EXERCISE MATERIALS:
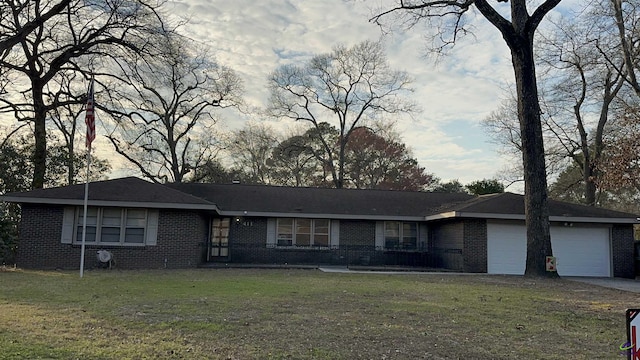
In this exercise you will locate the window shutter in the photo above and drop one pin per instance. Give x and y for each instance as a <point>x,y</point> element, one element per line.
<point>379,235</point>
<point>334,238</point>
<point>68,222</point>
<point>152,227</point>
<point>423,237</point>
<point>271,232</point>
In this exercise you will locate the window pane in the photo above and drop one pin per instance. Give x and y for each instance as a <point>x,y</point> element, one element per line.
<point>92,216</point>
<point>391,234</point>
<point>303,227</point>
<point>136,217</point>
<point>285,232</point>
<point>134,235</point>
<point>110,234</point>
<point>90,235</point>
<point>303,239</point>
<point>320,240</point>
<point>409,235</point>
<point>321,227</point>
<point>111,217</point>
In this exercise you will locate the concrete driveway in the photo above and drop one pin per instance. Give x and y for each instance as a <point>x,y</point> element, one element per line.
<point>630,285</point>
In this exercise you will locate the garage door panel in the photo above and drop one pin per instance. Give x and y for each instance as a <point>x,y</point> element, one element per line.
<point>506,250</point>
<point>579,251</point>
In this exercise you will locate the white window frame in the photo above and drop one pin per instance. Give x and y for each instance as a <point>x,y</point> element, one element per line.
<point>312,235</point>
<point>401,235</point>
<point>143,222</point>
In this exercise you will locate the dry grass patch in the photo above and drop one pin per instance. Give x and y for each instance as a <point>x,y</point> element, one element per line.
<point>305,314</point>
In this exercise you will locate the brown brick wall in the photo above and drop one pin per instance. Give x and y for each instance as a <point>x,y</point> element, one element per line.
<point>475,245</point>
<point>622,250</point>
<point>181,239</point>
<point>447,244</point>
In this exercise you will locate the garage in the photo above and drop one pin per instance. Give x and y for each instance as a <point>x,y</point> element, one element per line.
<point>579,251</point>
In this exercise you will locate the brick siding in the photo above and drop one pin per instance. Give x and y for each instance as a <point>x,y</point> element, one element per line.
<point>475,246</point>
<point>180,244</point>
<point>622,251</point>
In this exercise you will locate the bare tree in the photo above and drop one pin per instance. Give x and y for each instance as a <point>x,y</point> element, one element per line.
<point>518,33</point>
<point>45,38</point>
<point>382,161</point>
<point>250,148</point>
<point>347,87</point>
<point>580,90</point>
<point>626,18</point>
<point>580,85</point>
<point>165,116</point>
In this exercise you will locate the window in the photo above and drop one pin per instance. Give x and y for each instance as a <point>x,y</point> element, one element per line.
<point>303,232</point>
<point>400,235</point>
<point>112,226</point>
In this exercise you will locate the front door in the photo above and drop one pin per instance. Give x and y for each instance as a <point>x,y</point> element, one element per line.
<point>219,243</point>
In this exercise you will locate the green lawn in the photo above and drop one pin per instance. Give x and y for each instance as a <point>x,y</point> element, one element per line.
<point>304,314</point>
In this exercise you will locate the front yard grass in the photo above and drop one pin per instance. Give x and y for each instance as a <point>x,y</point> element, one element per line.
<point>305,314</point>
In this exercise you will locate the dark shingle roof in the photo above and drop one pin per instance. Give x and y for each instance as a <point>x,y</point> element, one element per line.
<point>236,199</point>
<point>278,199</point>
<point>509,203</point>
<point>130,189</point>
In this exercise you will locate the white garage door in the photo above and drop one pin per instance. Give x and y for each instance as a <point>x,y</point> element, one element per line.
<point>578,251</point>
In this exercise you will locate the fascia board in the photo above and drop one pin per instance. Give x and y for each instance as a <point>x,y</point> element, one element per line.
<point>131,204</point>
<point>318,216</point>
<point>576,219</point>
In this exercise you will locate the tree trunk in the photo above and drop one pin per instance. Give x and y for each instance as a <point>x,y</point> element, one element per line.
<point>40,137</point>
<point>535,176</point>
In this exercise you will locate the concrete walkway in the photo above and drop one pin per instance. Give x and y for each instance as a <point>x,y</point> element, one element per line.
<point>630,285</point>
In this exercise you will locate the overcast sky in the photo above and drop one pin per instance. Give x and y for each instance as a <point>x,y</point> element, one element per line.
<point>455,93</point>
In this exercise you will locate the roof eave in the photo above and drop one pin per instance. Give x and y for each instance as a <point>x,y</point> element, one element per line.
<point>576,219</point>
<point>130,204</point>
<point>319,215</point>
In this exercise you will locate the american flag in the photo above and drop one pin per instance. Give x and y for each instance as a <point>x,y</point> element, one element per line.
<point>90,118</point>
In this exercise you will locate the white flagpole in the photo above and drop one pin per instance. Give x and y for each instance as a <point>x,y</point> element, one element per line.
<point>90,123</point>
<point>84,217</point>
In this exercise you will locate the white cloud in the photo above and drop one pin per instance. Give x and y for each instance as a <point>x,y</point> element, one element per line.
<point>254,37</point>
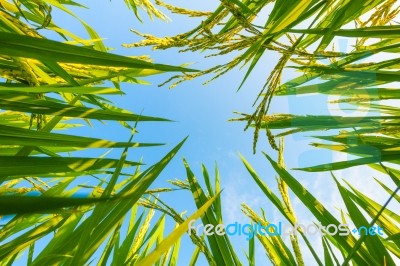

WHAT YOU NEED TO DO: Rescale the data beginning at the line that contains "In this exercise you will locate the green" and stopping after the line that contains "<point>578,251</point>". Reproduce every line in that span and nothing else, leave all other text unchanged, and multiply each numeric x and y coordinate value by 2.05, rounding to the nearest whole number with halves rounded up.

WRITTEN SOLUTION:
In this exercise you will locate the green lawn in the photo above and drop one pin per instance. Give x and y for each instance as a <point>x,y</point> element, one element per line.
<point>623,644</point>
In this exercise you will locate the front yard grass in the photo above and drop one pin per instance. Give x and y for each instance as a <point>x,y</point> element, one element per line.
<point>625,644</point>
In this exercise you will locate the dark shingle roof in the photo above and drop one pin per instance. Give x and y for each instance as a <point>x,y</point> element, one element per line.
<point>484,408</point>
<point>570,408</point>
<point>1043,416</point>
<point>267,387</point>
In this exercise you will locate the white garage door in the photo above and drop one pin per instance. Give x and y for each instance as a <point>x,y</point> element, one element per line.
<point>1185,515</point>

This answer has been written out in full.